[[ Task material, beginning ]]
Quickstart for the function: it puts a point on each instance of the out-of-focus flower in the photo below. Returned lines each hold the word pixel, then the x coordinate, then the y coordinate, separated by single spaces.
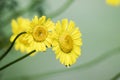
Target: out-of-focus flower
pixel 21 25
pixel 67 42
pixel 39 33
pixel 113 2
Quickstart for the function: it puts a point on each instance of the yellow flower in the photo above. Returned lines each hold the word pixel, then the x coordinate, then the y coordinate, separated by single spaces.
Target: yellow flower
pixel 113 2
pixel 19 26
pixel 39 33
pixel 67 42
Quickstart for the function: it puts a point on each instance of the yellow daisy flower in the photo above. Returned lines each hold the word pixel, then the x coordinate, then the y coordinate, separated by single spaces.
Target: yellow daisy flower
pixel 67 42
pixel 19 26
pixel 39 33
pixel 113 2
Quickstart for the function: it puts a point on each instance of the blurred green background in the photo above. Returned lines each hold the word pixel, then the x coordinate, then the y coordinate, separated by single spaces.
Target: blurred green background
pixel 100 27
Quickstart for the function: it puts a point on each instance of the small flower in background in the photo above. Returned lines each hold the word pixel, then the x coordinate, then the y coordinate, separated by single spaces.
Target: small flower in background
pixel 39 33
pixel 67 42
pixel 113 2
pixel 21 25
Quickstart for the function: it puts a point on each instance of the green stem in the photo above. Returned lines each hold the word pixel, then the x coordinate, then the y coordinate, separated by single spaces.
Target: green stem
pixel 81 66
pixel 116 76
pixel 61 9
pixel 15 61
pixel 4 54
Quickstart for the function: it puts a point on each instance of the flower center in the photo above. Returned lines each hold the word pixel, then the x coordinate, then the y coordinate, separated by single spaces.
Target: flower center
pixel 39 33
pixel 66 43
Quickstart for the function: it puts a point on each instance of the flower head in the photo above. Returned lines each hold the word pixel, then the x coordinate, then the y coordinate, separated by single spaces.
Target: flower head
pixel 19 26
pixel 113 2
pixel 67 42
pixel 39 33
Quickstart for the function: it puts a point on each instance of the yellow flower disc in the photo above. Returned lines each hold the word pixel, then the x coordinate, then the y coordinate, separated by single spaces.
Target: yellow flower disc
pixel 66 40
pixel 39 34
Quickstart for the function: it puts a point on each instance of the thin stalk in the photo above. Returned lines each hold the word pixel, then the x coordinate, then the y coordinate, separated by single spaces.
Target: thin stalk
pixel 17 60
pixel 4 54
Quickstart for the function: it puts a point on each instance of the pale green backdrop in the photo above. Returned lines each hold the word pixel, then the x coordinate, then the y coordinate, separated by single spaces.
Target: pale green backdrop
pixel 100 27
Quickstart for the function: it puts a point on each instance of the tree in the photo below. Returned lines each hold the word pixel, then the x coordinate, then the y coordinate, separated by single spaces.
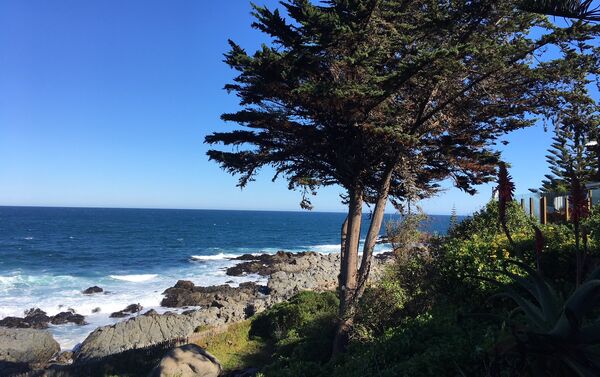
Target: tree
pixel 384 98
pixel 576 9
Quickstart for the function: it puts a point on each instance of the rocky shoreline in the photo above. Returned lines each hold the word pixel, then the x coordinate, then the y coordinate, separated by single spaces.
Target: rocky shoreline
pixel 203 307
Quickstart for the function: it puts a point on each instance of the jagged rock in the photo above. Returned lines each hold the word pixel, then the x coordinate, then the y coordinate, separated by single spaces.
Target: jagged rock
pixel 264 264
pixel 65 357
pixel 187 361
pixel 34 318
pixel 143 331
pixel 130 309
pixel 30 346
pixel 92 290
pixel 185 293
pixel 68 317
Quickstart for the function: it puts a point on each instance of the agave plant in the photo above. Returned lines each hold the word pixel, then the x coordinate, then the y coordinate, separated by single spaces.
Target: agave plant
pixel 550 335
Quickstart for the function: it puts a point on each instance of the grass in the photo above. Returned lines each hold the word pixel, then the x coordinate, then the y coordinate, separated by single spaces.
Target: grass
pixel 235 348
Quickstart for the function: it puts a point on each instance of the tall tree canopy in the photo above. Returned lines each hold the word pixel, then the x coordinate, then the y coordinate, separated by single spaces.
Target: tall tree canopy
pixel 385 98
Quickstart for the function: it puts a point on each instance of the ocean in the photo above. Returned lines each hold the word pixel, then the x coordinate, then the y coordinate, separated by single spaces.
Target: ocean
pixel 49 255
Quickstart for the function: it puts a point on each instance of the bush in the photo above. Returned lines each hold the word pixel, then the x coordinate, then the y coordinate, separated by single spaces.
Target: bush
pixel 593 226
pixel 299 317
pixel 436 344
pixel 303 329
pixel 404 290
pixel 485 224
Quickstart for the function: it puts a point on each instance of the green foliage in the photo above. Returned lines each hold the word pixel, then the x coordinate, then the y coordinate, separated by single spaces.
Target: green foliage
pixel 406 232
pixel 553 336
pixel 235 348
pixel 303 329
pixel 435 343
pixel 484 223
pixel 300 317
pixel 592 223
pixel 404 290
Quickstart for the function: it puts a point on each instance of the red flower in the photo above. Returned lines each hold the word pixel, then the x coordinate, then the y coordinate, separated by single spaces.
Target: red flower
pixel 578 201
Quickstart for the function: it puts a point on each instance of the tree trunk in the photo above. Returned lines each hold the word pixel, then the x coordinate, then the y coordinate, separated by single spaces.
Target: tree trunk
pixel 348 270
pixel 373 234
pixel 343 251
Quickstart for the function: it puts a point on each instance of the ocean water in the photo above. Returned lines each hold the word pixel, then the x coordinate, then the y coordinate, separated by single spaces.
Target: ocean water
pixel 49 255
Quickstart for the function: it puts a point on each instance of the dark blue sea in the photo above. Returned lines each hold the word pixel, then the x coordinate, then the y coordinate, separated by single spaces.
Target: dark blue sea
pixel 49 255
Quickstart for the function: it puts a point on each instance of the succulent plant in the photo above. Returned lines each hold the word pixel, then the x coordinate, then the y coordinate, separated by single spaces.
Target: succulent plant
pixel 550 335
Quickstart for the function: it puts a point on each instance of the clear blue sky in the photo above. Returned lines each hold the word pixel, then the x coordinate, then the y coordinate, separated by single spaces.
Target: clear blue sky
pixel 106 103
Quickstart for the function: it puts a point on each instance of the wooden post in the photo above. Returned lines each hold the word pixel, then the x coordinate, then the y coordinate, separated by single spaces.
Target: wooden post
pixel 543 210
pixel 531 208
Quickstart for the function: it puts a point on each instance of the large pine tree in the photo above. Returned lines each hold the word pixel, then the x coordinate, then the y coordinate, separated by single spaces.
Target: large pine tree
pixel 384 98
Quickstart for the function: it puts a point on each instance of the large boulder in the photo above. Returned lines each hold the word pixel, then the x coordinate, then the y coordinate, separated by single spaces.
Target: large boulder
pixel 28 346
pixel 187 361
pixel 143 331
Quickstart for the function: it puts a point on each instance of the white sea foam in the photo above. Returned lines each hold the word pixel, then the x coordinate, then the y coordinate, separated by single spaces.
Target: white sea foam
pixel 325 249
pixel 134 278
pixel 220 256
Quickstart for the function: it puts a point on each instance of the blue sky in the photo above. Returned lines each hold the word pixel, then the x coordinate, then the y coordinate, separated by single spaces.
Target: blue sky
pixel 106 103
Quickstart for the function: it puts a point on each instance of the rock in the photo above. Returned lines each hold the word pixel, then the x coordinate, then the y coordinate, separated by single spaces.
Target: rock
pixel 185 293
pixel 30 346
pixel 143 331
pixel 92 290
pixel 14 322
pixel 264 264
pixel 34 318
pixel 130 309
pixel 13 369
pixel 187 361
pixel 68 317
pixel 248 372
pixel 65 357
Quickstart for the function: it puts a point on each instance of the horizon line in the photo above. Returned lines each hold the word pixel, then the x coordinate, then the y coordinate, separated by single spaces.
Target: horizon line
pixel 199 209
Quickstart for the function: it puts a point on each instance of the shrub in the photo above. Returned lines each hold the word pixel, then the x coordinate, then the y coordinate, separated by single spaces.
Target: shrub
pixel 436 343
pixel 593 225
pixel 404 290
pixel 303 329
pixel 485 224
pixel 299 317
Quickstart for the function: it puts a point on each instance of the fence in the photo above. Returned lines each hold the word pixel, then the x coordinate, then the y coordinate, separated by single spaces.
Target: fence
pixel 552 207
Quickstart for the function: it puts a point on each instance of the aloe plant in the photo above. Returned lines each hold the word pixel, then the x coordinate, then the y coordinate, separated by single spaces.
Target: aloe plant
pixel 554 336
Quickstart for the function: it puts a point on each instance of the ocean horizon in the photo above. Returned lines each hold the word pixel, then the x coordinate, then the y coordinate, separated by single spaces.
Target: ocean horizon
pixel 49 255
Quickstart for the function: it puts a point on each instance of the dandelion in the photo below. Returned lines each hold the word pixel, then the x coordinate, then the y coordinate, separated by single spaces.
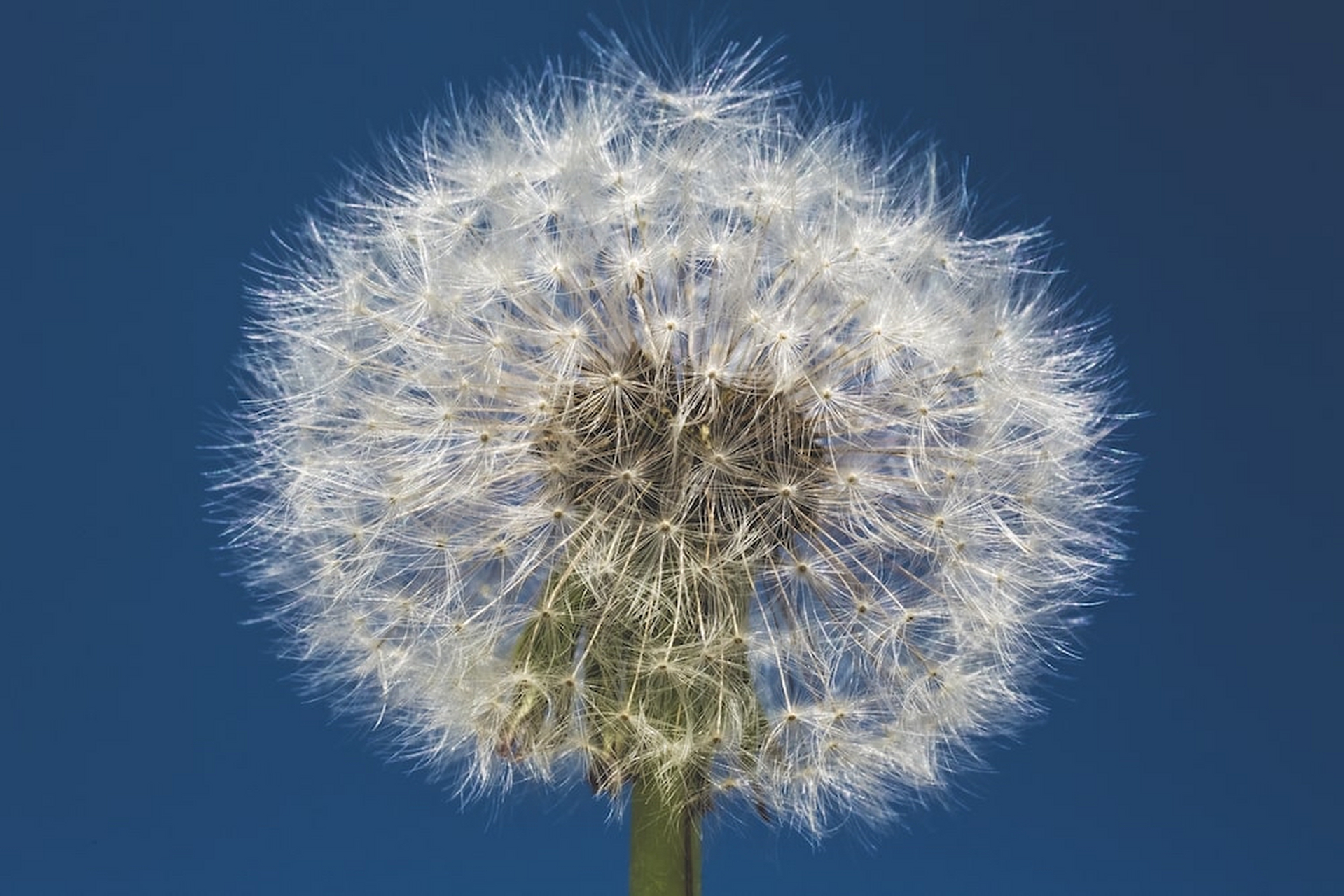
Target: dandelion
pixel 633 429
[[ Task material, end ]]
[[ Task material, beginning ]]
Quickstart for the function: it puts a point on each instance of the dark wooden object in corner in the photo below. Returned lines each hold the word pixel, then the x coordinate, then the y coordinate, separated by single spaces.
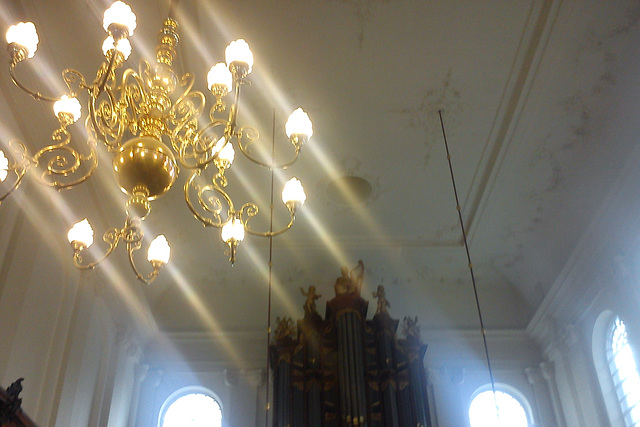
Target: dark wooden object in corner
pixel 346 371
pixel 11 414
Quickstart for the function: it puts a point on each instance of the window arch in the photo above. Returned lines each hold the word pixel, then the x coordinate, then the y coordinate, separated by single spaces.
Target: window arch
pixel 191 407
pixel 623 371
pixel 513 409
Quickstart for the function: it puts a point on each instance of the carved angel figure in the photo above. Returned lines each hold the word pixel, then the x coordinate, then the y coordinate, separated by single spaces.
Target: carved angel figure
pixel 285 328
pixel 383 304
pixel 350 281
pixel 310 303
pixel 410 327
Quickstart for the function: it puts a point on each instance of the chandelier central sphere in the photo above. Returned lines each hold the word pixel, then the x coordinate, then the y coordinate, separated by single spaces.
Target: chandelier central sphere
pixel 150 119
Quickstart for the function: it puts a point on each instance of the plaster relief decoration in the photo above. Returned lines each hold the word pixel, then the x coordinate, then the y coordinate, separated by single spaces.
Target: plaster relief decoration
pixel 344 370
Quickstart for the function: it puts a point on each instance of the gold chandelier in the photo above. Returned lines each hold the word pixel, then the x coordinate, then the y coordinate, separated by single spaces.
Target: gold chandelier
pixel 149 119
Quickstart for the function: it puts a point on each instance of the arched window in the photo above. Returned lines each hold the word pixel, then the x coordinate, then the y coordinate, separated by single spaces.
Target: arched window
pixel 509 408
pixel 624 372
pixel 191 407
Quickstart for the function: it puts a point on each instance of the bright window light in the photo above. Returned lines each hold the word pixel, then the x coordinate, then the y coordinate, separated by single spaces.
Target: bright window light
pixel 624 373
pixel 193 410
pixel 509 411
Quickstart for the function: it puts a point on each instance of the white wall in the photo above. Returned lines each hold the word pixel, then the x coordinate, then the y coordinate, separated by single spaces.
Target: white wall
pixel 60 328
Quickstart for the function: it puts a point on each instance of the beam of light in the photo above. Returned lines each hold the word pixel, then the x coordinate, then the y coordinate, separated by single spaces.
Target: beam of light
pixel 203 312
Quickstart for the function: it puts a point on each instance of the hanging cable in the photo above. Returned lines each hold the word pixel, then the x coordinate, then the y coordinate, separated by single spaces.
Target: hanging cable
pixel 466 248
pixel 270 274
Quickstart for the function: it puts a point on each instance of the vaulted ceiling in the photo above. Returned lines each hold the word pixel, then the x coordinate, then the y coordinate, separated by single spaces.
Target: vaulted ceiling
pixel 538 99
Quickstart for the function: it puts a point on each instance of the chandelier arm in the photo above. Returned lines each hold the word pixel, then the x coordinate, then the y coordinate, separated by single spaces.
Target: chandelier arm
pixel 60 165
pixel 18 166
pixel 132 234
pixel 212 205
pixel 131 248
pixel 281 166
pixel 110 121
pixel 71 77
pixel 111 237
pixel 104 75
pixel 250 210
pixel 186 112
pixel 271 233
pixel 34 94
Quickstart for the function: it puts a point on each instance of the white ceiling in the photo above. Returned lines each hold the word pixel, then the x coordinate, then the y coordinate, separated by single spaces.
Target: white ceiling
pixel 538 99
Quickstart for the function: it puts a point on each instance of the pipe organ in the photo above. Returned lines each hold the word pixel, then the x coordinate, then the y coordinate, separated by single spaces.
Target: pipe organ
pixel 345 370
[[ Task material, end ]]
[[ Task material, beginning ]]
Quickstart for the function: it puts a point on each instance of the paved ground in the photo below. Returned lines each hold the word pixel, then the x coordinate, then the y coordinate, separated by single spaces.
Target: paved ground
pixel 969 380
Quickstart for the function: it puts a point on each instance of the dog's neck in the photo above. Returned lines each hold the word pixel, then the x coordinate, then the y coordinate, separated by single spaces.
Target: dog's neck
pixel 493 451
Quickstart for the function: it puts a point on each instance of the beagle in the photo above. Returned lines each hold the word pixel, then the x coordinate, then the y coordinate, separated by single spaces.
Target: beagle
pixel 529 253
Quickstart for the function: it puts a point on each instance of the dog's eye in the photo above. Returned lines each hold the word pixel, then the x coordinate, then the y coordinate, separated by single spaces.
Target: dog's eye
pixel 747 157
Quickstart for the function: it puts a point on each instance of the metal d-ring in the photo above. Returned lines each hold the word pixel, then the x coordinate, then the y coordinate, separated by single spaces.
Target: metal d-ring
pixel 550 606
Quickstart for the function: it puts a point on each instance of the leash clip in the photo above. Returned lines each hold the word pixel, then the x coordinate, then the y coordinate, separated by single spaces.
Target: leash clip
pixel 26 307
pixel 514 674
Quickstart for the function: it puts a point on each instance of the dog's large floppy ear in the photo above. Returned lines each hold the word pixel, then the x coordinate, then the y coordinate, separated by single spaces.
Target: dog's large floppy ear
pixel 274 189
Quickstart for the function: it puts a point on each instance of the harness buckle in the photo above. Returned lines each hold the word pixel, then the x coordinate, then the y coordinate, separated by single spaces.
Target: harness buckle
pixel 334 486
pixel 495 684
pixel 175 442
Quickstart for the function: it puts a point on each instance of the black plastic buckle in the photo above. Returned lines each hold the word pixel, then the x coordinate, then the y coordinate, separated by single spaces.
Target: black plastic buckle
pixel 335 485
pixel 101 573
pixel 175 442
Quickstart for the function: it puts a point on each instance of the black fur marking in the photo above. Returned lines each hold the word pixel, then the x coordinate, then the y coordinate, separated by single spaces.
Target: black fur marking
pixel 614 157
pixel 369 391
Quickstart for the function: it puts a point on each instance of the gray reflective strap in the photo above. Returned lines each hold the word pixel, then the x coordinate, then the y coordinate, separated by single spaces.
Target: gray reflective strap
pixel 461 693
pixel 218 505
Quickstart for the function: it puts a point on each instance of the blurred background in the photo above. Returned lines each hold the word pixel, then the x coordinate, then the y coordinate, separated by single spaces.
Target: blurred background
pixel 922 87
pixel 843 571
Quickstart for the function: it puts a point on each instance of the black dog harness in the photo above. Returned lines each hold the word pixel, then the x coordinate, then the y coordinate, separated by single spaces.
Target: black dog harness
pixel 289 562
[[ Task material, end ]]
# Problem to solve
Look through the data above and return exactly the lines from the one that contains "Target: gold chandelier" to the one that contains "of the beam", inclusive, with nothing else.

# Answer below
Target: gold chandelier
pixel 149 119
Quickstart for the function: it puts a point on each instance of the arched window in the photo above. Returned lines each hold the word pixel, then the x coordinate, then the y coordinate, separated by single spaces.
Target: arched window
pixel 509 408
pixel 624 372
pixel 191 407
Quickstart for the function: it puts a point on each instance of the bright window light in the photo above. Returned lines each hold the word pixel, then the x coordinate, then the y coordinate, separated by single spaces.
Target: bright window light
pixel 624 373
pixel 193 410
pixel 509 411
Quickstart for the function: it puts a point on each instance of the white wall in the photo above. Returned lines each hold the word pixel, then the x coordinate, then the y coordinate, separated by single spaces.
Target: white wall
pixel 60 328
Quickstart for the function: it puts a point on each instance of the beam of light in the photo above. Returned lines each hold the word pixel, then the x coordinate, then the y coordinate, separated by single spaces.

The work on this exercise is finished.